Text provided:
# # # # #

# B&W 18" HYBRID SUB



## Ultimateherts (Nov 13, 2006)

Saw this auction for a B&W Hybrid sub and it caught my eye. It looks quite interesting!!!


18" B&W Bowers & Wilkins hybrid by Robot Underground - eBay (item 220666736395 end time Jan-06-11 18:35:01 PST)


----------



## rommelrommel (Apr 11, 2007)

ROFL, seller refurbished...

I would suggest a bit of research on robot underground should anyone be considering buying that frankenmess.


----------



## Ultimateherts (Nov 13, 2006)

Yes I know they are not very reputable, but they do have some weird combinations!!!


----------



## Therum (Apr 18, 2009)

I agree. I bought a repair amp from their in house amp tech (Edwards-Electronics) after seeing their work and their lack of basic trouble shooting I would not trust them to repair anything. They also took 2 weeks to ship claiming that they could not find a box to put it in.  But hey, cant complain too much. An hour or so of work and Im almost done. Just need to find some substitutes for some obsolete transistors. :laugh:


----------



## Patrick Bateman (Sep 11, 2006)

Ultimateherts said:


> Saw this auction for a B&W Hybrid sub and it caught my eye. It looks quite interesting!!!
> 
> 
> 18" B&W Bowers & Wilkins hybrid by Robot Underground - eBay (item 220666736395 end time Jan-06-11 18:35:01 PST)


faital makes a great 18.
It costs more than twice as much, but it handles three thousand watts and has higher efficiency. And a warranty!

Faital Pro 18XL1500 18" High Power Subwoofer Speakers - Faital Pro 18XL1500 18" for ported bass reflex subwoofer speaker cabinets. Lightweight neodymium magnet - Faital Pro 18XL1500 3000 watt high efficiency woofer with a high 98dB SPL for all high p


----------



## TrickyRicky (Apr 5, 2009)

Hey they have Adire Audio rights. They want 50k for all rights of Adire Audio.


----------



## Jaredturp (Apr 30, 2010)

That Faital is a sweet sub!


----------

# # # # #

Instruction 1:
In the subwoofer thread, rewrite everything from "faital makes a" down to "(Apr 5, 2009)", swapping "warranty" for "guarantee".
Instruction 2:
Condense the paragraph of the subwoofer thread beginning "I agree. I bought a repair amp" into a short bulleted list that keeps its main facts.

# # # # #

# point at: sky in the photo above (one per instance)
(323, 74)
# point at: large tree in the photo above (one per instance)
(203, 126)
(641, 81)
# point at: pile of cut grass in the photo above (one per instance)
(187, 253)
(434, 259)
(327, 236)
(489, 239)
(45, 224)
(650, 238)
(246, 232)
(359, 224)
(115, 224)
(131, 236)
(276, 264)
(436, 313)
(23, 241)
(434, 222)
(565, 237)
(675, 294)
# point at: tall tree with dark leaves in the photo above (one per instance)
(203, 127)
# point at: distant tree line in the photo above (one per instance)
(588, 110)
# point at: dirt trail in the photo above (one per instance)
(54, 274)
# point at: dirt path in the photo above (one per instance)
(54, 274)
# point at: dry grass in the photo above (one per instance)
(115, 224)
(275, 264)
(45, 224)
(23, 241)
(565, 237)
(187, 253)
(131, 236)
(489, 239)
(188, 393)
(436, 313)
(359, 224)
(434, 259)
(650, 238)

# # # # #

Expected output 1:
faital makes a great 18.
It costs more than twice as much, but it handles three thousand watts and has higher efficiency. And a guarantee!

Faital Pro 18XL1500 18" High Power Subwoofer Speakers - Faital Pro 18XL1500 18" for ported bass reflex subwoofer speaker cabinets. Lightweight neodymium magnet - Faital Pro 18XL1500 3000 watt high efficiency woofer with a high 98dB SPL for all high p


----------



## TrickyRicky (Apr 5, 2009)

Expected output 2:
- Bought a repair amp from their in-house amp tech, Edwards-Electronics.
- Based on their work and lack of basic troubleshooting, would not trust them to repair anything.
- Shipping took 2 weeks because they claimed they could not find a box.
- After about an hour of work, the amp is almost done. Substitutes are still needed for some obsolete transistors.